# Bloc de texte
-------

La paille, la poutre, Montebourg et Titan
Il n’y a aucun rapport entre l’affaire DSK au Sofitel de New York et la fermeture probable d’une usine Goodyear à Amiens, faute de repreneur. Mais permettez-moi de faire néanmoins un rapprochement.
On traîne aujourd’hui dans la boue un patron américain qui ne fait pas de quartier, exactement comme on traînait hier dans la boue la police de New York et le procureur Vance. Ces derniers allaient vite en besogne. Ils méprisaient la présomption d’innocence. Ils osaient s’immiscer dans les affaires intérieures politiques françaises. En condamnant DSK d’avance, ils condamnaient la France.
Depuis ces beaux discours se sont tus. Les Français ont ouvert les yeux. La presse parisienne a enfin fait son métier. On a compris que DSK n’était pas si innocent que
ça. Il l’a lui même admis chez Claire Chazal en parlant de “faute morale”.
Maurice Taylor a osé dire qu’il ne voulait passer pour un pigeon, apporter des millions pour reprendre une usine dont Goodyear ne veut plus, si la CGT continue d’y faire la loi.
Sans aucune précaution oratoire, il accuse la CGT d’être stupide, il reproche aux ouvriers de l’usine d’Amiens de ne pas travailler assez. Lorsqu’il a dit cela de vive voix à ces ouvriers syndiqués, ces derniers lui ont dit : «En France, c’est comme ça». Et Maurice Taylor de conclure, probablement trop vite, que la France est aux mains de syndicats de paresseux qui détruisent l’industrie du pays.

-------

# Données fournies
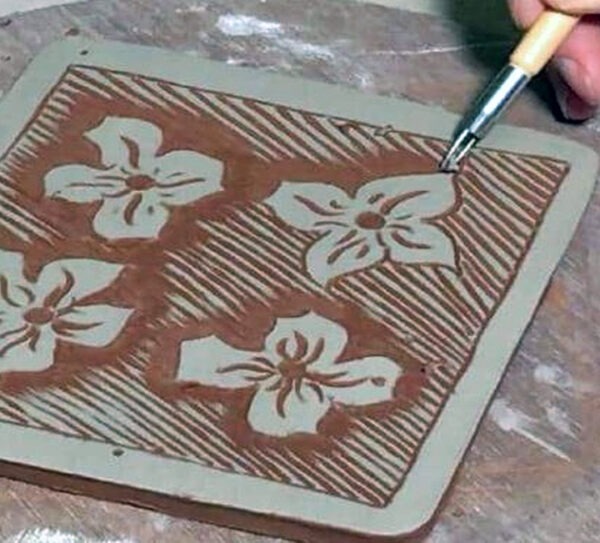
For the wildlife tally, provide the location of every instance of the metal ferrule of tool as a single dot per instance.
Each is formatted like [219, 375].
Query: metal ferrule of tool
[531, 55]
[484, 114]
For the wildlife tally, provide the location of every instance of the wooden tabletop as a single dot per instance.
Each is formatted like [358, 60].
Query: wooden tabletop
[533, 473]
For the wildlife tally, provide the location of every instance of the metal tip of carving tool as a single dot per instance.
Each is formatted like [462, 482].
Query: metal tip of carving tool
[461, 146]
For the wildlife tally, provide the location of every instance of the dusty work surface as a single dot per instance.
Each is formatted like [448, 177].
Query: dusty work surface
[532, 473]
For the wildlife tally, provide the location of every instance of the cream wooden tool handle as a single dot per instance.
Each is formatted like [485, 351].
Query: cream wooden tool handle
[542, 40]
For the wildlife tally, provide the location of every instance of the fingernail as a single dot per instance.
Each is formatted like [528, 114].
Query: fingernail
[572, 106]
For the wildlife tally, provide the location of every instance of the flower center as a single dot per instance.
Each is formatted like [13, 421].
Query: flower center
[370, 220]
[140, 182]
[38, 315]
[291, 369]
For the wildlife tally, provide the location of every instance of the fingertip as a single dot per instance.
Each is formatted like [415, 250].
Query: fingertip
[525, 12]
[578, 63]
[572, 107]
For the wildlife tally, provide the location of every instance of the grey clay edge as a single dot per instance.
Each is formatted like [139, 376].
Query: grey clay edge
[416, 502]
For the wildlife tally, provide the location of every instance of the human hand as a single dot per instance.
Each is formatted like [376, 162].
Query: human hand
[575, 70]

-------

# Consignes
1. Indiquez si chacune des affirmations suivantes concorde avec le texte sur Goodyear et l’affaire DSK, en répondant par oui ou par non et en citant les mots du texte qui tranchent. (a) DSK a parlé de « faute morale » chez Claire Chazal. (b) L’usine Goodyear menacée de fermeture se trouve à Lyon. (c) Maurice Taylor reproche aux ouvriers de l’usine de trop travailler.
2. Poursuivez le texte sur Goodyear et l’affaire DSK à partir de sa dernière phrase.

# Corrigé des exercices
1.
(a) Oui : « Il l’a lui même admis chez Claire Chazal en parlant de “faute morale”. »
(b) Non : « la fermeture probable d’une usine Goodyear à Amiens »
(c) Non : « il reproche aux ouvriers de l’usine d’Amiens de ne pas travailler assez »

2.
C’est une caricature. Mais comme dans toute caricature, il y a du vrai. Au lieu de faire de Maurice Taylor le prototype du riche crétin américain qui pense investir en France, on ferait mieux de réfléchir aux éléments exacts derrière les accusations provocantes de Maurice Taylor. Et ce d’autant plus que la France et les 1.173 employés de l’usine d’Amiens ont bien plus besoin de lui et de ses millions, que lui n’a besoin d’eux !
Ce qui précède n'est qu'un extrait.